Locate the line that contains "positive clicks: (219, 132)" in the entries below, then repeat it and every following line through the line that contains "positive clicks: (215, 153)", exactly, and no others.

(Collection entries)
*** Begin section ***

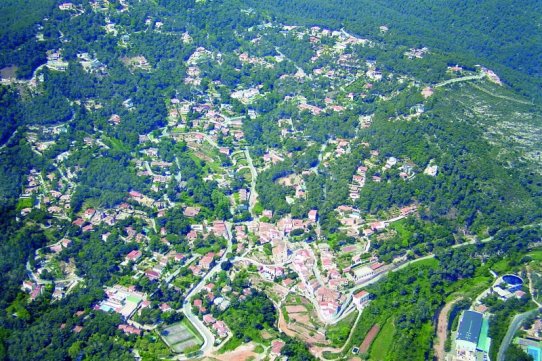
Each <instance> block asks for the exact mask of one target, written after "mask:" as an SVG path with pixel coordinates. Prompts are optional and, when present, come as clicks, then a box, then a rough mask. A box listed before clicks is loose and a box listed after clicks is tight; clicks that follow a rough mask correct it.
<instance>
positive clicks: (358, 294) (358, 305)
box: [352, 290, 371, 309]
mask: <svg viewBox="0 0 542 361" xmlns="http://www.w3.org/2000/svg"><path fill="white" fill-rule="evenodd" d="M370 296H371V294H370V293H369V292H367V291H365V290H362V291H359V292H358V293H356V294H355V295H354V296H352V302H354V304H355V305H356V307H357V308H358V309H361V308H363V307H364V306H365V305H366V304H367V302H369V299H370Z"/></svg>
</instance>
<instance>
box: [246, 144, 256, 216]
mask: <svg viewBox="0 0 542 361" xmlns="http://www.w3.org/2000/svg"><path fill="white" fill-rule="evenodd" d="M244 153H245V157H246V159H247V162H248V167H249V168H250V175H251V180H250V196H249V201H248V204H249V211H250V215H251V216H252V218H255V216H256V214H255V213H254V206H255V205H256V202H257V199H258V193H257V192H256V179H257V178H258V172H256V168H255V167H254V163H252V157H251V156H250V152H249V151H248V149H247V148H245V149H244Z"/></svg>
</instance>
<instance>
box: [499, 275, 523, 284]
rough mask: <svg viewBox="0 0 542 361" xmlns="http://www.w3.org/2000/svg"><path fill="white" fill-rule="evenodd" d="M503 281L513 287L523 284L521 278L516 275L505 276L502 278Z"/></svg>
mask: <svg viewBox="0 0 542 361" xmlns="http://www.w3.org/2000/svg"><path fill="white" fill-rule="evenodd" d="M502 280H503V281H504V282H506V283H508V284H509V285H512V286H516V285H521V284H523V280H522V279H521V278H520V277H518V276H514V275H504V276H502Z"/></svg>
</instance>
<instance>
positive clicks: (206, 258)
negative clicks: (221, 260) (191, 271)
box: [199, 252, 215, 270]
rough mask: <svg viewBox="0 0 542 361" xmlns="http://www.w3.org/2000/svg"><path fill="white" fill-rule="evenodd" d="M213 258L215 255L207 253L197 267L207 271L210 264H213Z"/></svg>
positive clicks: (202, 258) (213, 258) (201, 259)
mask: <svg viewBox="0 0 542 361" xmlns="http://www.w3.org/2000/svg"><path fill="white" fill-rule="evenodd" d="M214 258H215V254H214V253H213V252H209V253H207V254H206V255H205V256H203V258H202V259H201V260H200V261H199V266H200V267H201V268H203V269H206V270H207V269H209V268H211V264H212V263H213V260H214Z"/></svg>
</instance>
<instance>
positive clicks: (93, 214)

*** End section ***
*** Begin section ***

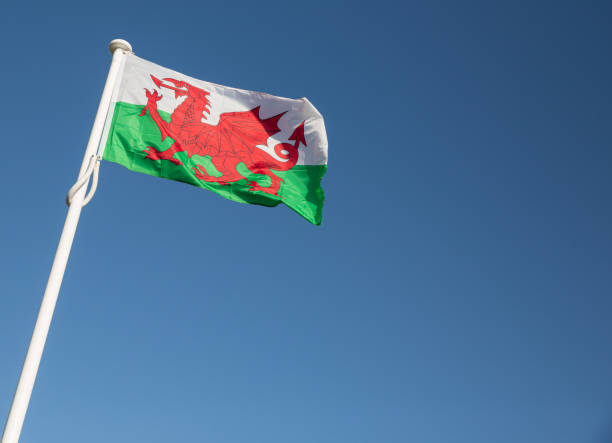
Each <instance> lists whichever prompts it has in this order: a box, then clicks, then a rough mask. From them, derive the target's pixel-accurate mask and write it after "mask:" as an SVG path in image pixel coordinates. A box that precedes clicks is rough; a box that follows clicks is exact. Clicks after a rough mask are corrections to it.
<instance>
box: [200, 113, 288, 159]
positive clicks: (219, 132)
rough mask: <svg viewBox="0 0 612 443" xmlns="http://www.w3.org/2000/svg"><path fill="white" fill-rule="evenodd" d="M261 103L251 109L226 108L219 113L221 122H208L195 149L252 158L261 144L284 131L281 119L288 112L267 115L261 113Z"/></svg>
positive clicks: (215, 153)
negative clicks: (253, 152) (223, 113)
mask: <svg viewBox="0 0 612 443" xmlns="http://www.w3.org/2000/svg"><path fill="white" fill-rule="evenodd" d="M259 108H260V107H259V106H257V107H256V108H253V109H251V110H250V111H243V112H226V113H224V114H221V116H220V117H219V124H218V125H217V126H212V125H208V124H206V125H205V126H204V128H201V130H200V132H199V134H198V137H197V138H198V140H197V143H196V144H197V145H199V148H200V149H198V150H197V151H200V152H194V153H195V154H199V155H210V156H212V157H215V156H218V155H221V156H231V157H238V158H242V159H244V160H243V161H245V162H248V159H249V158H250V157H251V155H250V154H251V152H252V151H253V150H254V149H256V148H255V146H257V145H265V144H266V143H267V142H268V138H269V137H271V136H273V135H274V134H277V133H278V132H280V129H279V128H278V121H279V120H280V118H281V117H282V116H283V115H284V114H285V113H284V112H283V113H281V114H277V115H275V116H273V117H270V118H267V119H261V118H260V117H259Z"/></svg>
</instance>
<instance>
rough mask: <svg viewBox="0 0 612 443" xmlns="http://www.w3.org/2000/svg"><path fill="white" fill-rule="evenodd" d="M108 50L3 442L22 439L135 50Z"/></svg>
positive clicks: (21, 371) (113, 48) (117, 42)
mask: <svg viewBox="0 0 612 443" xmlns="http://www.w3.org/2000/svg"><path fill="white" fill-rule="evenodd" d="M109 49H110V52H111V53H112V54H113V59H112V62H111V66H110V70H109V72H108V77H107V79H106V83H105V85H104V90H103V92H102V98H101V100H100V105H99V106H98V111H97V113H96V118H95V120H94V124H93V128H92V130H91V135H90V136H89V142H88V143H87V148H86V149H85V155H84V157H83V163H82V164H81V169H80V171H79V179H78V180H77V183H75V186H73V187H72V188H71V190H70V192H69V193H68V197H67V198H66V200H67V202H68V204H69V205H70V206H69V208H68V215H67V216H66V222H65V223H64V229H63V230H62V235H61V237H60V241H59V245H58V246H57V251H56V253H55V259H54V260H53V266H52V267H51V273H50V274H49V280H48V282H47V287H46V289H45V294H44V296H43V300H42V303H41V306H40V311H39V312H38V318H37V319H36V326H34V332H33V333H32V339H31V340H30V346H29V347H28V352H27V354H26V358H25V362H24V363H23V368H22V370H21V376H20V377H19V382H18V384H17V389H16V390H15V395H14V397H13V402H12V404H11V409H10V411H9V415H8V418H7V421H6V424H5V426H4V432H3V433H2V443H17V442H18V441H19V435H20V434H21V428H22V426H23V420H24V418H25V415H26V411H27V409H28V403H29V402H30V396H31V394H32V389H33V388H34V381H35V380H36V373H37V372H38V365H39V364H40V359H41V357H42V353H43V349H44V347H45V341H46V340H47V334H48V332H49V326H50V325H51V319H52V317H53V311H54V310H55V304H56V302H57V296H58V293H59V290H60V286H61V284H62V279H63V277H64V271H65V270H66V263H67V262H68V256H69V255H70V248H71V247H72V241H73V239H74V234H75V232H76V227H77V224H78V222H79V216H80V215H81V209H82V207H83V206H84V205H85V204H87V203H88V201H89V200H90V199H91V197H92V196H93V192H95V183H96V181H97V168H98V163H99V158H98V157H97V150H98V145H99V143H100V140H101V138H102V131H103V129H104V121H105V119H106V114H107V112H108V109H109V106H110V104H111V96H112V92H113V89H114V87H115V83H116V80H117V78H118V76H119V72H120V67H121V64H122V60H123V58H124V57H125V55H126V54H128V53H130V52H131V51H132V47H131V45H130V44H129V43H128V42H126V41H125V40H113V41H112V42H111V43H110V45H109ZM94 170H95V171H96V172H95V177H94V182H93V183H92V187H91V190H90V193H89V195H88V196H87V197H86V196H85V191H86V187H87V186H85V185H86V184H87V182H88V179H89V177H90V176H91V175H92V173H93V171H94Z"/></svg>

*** End section ***

> Completed exercise:
positive clicks: (219, 132)
rough mask: <svg viewBox="0 0 612 443" xmlns="http://www.w3.org/2000/svg"><path fill="white" fill-rule="evenodd" d="M261 103L251 109L226 108L219 113L221 122H208L195 149L252 158L261 144L284 131L281 119L288 112L267 115L261 113Z"/></svg>
positive clicks: (215, 153)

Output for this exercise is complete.